QUOTED PASSAGE
Good that you noticed this is (implicit) implementing RX bulking, which
is where much of the performance gain originates from.

It is true, I am inspired by Eric's paper (I love it). Do notice that
this is not blocking or interfering with Erics/others continued work in
this area.  This implementation just show that the section "break the
pipe!" idea works very well for XDP. 

More on config knobs below.
 
> Shouldn't we take the CPU(s) running XDP on the RX queues out from
> the normal process scheduler, so that we have a guarantee that user
> space or unrelated kernel tasks cannot interfere with them anymore,
> and we could then turn them into busy polling eventually (e.g. as
> long as XDP is running there and once off could put them back into
> normal scheduling domain transparently)?

We should be careful not to invent networking config knobs that belongs
to other parts of the kernel, like the scheduler.  We already have
ability to control where IRQ's land via procfs smp_affinity.  And if
you want to avoid CPU isolation, we can use the boot cmdline
"isolcpus" (hint like DPDK recommend/use for zero-loss configs).  It is
the userspace tool (or sysadm) loading the XDP program, who is
responsible for having configures the CPU smp_affinity alignment.

YOUR TASKS
1. Extract the part of the XDP post from "It is true, I" to "well for XDP.".
2. In the XDP post, which procfs setting already controls where IRQs land?
3. Proceed with the XDP post from where it stops.
The listing comes from a different source than the XDP post.

[A block of data]
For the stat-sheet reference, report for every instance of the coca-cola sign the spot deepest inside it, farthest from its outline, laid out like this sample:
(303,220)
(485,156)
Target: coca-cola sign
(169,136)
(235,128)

RESULTS BY TASK
1.
It is true, I am inspired by Eric's paper (I love it). Do notice that
this is not blocking or interfering with Erics/others continued work in
this area.  This implementation just show that the section "break the
pipe!" idea works very well for XDP.

2. smp_affinity

3.
Making NAPI busy-poll is out of scope for this patchset. Someone
should work on this separately.  It would just help/improve this kind
of scheme.

I actually think it would be more relevant to add/put the "remote" CPUs
in the 'cpumap' into a separate scheduler group.  To implement stuff
like auto-scaling and power-saving.


> What about RPS/RFS in the sense that once you punt them to remote
> CPU, could we reuse application locality information so they'd end
> up on the right CPU in the first place (w/o backlog detour), or is
> the intent to rather disable it and have some own orchestration
> with relation to the CPU map?

An advanced bpf orchestration could basically implement what you
describe, combined with a userspace side tool that taskset/pin
applications.  To know when a task can move between CPUs, you use the
tracepoints to see when the CPU queue is empty (hint, time_limit=true
and processed=0).

For now, I'm not targeting such advanced use-cases.  My main target is
a customer that have double tagged VLANS, and ixgbe cannot RSS
distribute these, thus they all end-up on queue 0.  And as I
demonstrated (in another email) RPS is too slow to fix this.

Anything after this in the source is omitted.